REQUIRED WORK
How many of the lines below contain the word "window"? Reply with the number alone.

LISTING
----

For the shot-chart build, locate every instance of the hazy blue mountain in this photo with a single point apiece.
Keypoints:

----

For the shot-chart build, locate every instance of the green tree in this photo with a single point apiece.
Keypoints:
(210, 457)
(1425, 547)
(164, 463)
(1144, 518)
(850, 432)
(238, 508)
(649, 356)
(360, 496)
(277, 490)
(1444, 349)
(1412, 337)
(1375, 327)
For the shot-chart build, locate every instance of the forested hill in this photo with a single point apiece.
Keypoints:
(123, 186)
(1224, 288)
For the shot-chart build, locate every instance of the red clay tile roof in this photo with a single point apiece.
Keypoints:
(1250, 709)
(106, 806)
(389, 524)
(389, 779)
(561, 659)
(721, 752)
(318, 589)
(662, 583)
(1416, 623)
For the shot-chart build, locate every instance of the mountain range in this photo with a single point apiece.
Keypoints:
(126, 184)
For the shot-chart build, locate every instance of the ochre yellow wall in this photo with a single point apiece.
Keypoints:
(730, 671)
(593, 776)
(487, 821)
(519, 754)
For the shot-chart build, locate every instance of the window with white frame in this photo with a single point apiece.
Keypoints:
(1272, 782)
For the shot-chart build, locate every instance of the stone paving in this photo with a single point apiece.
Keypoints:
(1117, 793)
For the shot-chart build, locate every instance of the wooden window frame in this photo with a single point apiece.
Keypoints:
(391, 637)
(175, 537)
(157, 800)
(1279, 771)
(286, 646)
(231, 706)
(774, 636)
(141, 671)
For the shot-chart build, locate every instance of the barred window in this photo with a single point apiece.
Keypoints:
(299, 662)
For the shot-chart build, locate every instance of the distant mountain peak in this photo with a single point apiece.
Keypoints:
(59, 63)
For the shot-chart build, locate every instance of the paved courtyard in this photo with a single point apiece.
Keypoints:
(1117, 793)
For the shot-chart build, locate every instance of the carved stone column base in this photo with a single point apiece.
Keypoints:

----

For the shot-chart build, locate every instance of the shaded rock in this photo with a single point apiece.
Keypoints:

----

THE RESULT
3